Dec 14, 2008, 6:21:33 AM12/14/08

to memc...@googlegroups.com

Comments inline.

Thanks,
Tony

On 12/13/08 3:45 PM, "dormando" <dorm...@rydia.net> wrote:

- The FB tree contains a binary protocol that was proprietary up until the
release. The memcached binary protocol we have was designed and written by
a consortium of users, and has existing clients.

I don’t think it would be difficult to bring the FB tree’s binary protocol to a compatible state. It would also be pretty easy to remove it altogether, as it is pretty modular.

- The FB tree contains a weird mishmash of storage engines. Flat
allocator? Ok. Memory pools, ok... #ifdef's for the old engine. Fair
enough. The memcached community (mainly Toru and Trond) have been working
towards a pluggable storage engine interface for memcached. With the
intention of pulling in a lot of these forks, and allowing us to ship
multiple storage engines which can be runtime pluggable.

__Problem__: Carry the memcached mailing-list reply forward from its final sentence.

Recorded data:
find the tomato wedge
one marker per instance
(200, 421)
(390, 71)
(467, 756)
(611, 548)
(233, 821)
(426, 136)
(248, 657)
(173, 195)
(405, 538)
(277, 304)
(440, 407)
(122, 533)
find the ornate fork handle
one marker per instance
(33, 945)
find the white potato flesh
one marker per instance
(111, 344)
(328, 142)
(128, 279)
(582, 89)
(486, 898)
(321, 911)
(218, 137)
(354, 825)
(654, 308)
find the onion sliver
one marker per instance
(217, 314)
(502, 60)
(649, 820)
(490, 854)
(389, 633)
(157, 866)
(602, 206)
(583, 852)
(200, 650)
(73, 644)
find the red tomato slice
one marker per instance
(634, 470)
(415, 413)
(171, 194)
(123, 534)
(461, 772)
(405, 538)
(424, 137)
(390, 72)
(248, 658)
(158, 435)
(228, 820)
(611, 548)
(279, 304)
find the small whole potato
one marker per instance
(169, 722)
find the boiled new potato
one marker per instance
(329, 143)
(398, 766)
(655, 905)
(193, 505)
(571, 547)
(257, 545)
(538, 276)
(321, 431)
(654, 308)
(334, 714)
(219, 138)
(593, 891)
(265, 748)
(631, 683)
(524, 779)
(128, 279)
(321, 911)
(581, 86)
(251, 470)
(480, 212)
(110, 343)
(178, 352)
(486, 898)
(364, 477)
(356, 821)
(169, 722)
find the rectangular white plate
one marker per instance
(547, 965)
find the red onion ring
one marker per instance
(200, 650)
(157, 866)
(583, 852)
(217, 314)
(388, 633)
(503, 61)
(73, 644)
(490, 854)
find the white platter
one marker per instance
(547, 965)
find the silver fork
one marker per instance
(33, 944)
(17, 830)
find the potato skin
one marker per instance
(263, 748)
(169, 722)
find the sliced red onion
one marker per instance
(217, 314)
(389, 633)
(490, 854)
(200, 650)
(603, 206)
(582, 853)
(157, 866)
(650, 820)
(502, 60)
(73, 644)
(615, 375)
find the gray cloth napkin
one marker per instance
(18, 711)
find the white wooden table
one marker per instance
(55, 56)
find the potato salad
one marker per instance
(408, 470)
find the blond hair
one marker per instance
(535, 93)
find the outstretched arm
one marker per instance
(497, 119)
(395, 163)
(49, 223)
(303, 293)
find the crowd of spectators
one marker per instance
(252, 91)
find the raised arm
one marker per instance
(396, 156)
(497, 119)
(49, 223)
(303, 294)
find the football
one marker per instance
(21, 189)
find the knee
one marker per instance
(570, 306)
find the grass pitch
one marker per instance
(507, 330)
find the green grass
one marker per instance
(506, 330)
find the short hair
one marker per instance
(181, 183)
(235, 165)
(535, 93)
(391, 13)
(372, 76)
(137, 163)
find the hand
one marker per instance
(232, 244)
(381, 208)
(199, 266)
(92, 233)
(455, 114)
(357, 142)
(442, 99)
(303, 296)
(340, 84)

__Exercise response__:
I recall this was brought up during the hackathon, and FB had serious
concerns about the usage of indirect function calls for a storage engine
interface. You'd prefer to #ifdef and compile it all out in order to save
a few cycles from some primary calls. This goes against what the
community has been working towards. (there're even handy public drafts of
the interface: http://code.google.com/p/memcached/wiki/EngineInterface).

Flat allocator is a storage engine. Memory pools are for finding memory hogs/leaks.

In any case, we started our work on supporting multiple storage engines before we heard of Toru and Trond’s work. When we did hear about it, we examined their proposal but found that it did not fit our model for two reasons:

As you mentioned, we don’t see any benefit to runtime selection of the storage engine; thus the indirect call is unnecessary in our environment.
It does not support spreading the data out to multiple blocks as we ended up doing with our flat allocator. While it is true that it could be managed by copying the data to a contiguous buffer, that’s very expensive.

- The FB tree contains dead ends, debug code, and dangerous features. We
would never release 'flush_regex' on the main release. Not on purpose,
anyway.

Besides flush_regex, could you be more specific?

- All of the stats output code was rewritten into long, ugly
'append_to_buffer' lines. This doesn't seem necessary, and fills in the
gap of what little code wasn't rewritten elsewhere...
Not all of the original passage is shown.